- Aufgaben -
1. Zähle alle Parteien auf, die im Text über die Sozialdemokratie und den Begriff der Arbeit mit Namen oder Kürzel genannt werden.
2. Schreib den Text über die Sozialdemokratie und den Begriff der Arbeit im Digitalzeitalter weiter, und zwar im Anschluss an seinen letzten Satz.

Das liegt auch darin begründet, dass neue materielle wie kulturell-identitäre Gräben (Globalisierung) die Parteienlandschaft durchziehen und die Arbeiterschaft, die traditionelle Klientel sozialdemokratischer Parteien, mehrheitlich rechte statt linke Parteien wählt (etwa AfD, FPÖ oder Front National), die auf die globalisierte Moderne mit einem nationalen Programm antworten.
Doch die allgemeine Schwäche der Sozialdemokraten, die man aus den Wahlergebnissen ablesen kann, hat noch eine andere, viel zentralere Ursache: Die Parteien haben es nicht geschafft, den Begriff der Arbeit inhaltlich zu schärfen und programmatisch vom Industriezeitalter in das Digitalzeitalter zu überführen.
Mechanischer Begriff
Die Vordenker von SPÖ, SPD oder PS sind einem tradierten, mechanischen Begriff von Arbeit aus der fordistischen Ära verhaftet. Zwar wurden die Parteiprogramme auf prekär Beschäftigte wie Crowdworker oder Solo-Selbständige adaptiert, doch die sozialdemokratischen Parteien haben - wie im Übrigen auch die Gewerkschaften - noch immer das Bild des Arbeiters am Fabrikband im Kopf, der tagsüber malocht und dessen materielle Besserstellung (Arbeitszeitreduzierung, Lohnerhöhung) zum Gegenstand der nächsten Tarifverhandlungen gemacht werden müsse.
Im Koalitionsvertrag der deutschen Bundesregierung heißt es etwa unter der Überschrift "Gute Arbeit": "Das Zeitalter der Digitalisierung wollen wir als Chance für mehr und bessere Arbeit nutzen. Wir wollen deshalb neue Geschäftsmodelle fördern und gleichzeitig die Tarifbindung stärken." Als wäre das Modell der Sozialpartnerschaft mit der Sharing Economy kompatibel. Das disruptive Moment der Plattformökonomie ist ja, dass sie das kameralistische System der Sozialen Marktwirtschaft aufbricht, und Plattformen à la Amazon wie bei der Kollektivierung von landwirtschaftlichen Produktionsgemeinschaften ganze Branchen (etwa den Buchhandel) in sich einverleiben und selbst den Markt bilden.

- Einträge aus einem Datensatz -
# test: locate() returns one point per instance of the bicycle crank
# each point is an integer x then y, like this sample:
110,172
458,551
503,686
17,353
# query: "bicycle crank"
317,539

- Lösungen -
1. AfD, FPÖ, Front National, SPÖ, SPD, PS

2.
In Amazons Logistikzentren arbeiten inzwischen fast so viele Roboter wie Menschen (rund 120.000). Und mit jedem Roboter werden die Picker, die wegen ihrer mechanistischen Arbeitsweise auch "Amabots" genannt werden, überflüssiger. Das Verhältnis Mensch-Maschine wird kippen. Provokant gefragt: Wer braucht noch Anwälte für Arbeit, wenn es kaum noch Arbeit gibt? Die Parteien haben sich der sozialen Frage im Digitalzeitalter beharrlich verweigert: Was bedeutet Arbeit 4.0?
Ist es schon Arbeit, wenn man sich durch Formularfelder und AGBs wühlt und sein Online-Ticket selbst ausdruckt, anstatt beim (wegrationalisierten) Schalterbeamten seine Fahrkarte zu kaufen? Ist es noch Freizeit, wenn man stundenlang am Tag auf Facebook Bilder teilt und mit Freunden chattet? Oder schon Arbeit, weil man mit der Generierung bisher nicht eigentumsfähiger Daten zur gigantischen Marktkapitalisierung von Facebook, Google und Co. beiträgt, ohne davon zu profitieren? Sind die Amabots, Crowdworker und Uber-Fahrer nicht die postindustrielle Reservearmee, eine per Mausklick verfügbare und rekrutierbare Masse, die man unter Ausbeutung ihrer Datenarbeit nach dem Prinzip hire and fire einstellen kann?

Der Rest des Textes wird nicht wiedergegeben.